> GIVEN RECORDS:

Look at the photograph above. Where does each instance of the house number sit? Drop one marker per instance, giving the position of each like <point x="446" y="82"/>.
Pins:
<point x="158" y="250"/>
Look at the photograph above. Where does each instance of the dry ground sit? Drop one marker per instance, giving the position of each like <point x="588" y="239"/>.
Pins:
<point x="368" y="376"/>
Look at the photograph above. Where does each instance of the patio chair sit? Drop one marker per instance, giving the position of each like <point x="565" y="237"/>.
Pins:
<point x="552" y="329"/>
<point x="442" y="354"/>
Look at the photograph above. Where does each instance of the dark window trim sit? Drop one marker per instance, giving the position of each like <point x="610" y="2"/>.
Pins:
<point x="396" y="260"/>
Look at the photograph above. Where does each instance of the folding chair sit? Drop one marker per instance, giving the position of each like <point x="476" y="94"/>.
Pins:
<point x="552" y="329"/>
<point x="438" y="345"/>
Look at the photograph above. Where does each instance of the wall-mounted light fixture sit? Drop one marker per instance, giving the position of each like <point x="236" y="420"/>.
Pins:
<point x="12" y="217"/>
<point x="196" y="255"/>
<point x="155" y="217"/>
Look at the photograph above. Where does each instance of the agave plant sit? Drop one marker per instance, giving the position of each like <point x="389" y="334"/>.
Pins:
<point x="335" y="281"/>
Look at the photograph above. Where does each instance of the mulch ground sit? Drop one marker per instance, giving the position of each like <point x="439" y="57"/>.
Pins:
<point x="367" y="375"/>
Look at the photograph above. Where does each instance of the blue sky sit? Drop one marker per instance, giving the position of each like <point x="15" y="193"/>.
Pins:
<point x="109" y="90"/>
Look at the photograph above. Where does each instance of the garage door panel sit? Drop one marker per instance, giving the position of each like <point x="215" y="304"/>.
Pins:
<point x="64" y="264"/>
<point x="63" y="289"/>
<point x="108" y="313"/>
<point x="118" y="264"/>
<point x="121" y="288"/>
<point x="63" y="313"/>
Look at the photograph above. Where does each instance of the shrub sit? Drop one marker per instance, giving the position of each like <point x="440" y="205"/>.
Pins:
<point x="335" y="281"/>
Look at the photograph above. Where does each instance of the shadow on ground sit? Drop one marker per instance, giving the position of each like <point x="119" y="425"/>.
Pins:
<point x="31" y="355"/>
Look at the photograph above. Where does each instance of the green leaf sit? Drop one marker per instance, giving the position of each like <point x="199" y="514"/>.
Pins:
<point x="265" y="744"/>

---

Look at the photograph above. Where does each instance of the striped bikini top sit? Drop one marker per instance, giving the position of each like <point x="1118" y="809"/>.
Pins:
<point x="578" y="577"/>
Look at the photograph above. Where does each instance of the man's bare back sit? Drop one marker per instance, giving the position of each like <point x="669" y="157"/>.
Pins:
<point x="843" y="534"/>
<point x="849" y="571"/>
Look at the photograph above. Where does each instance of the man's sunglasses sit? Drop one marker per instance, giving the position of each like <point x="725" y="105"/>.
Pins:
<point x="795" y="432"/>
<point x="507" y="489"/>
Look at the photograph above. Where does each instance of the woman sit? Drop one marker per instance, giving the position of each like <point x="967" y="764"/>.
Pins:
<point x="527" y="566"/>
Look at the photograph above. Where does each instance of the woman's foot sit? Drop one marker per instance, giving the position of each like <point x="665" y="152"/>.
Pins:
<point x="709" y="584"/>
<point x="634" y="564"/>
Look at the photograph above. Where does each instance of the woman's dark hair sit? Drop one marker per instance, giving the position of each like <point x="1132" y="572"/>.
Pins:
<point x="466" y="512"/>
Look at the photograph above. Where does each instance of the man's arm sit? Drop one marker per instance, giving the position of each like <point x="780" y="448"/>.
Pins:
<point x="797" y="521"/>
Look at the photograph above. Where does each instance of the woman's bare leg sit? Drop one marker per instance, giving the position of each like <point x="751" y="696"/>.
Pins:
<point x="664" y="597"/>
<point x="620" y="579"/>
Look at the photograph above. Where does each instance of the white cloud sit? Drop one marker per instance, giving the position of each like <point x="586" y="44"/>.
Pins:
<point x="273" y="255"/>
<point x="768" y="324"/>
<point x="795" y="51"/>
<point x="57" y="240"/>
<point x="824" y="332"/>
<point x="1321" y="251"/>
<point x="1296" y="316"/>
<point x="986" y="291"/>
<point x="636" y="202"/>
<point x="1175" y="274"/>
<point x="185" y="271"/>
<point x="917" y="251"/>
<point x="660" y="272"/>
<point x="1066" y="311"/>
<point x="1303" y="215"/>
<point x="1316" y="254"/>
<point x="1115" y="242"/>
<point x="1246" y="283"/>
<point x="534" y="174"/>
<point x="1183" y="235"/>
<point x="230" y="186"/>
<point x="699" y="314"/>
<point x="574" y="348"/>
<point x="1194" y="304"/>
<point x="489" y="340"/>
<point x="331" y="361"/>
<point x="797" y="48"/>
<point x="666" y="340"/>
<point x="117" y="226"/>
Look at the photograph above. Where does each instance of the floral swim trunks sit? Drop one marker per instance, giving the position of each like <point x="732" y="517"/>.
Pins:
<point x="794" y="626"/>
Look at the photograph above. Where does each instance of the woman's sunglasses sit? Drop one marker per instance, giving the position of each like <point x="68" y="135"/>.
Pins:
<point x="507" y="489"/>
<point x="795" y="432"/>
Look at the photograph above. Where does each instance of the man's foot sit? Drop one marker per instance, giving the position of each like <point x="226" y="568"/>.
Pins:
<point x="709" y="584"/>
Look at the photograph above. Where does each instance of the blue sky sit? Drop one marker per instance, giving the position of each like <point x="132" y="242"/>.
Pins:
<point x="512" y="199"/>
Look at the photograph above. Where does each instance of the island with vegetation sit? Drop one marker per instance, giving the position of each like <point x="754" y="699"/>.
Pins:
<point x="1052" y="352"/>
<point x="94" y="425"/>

> SHORT EXERCISE: Show every line of the entries above that contains the word "bare".

> RESULT:
Look at the photograph above. Where does each instance of the man's bare back sit? Drop one marker per instance, giving the position of each like <point x="669" y="157"/>.
Look at the photograph above. Where does each instance of the woman's bare leg sit? Drop one marker per instance, giving the position of each like <point x="751" y="696"/>.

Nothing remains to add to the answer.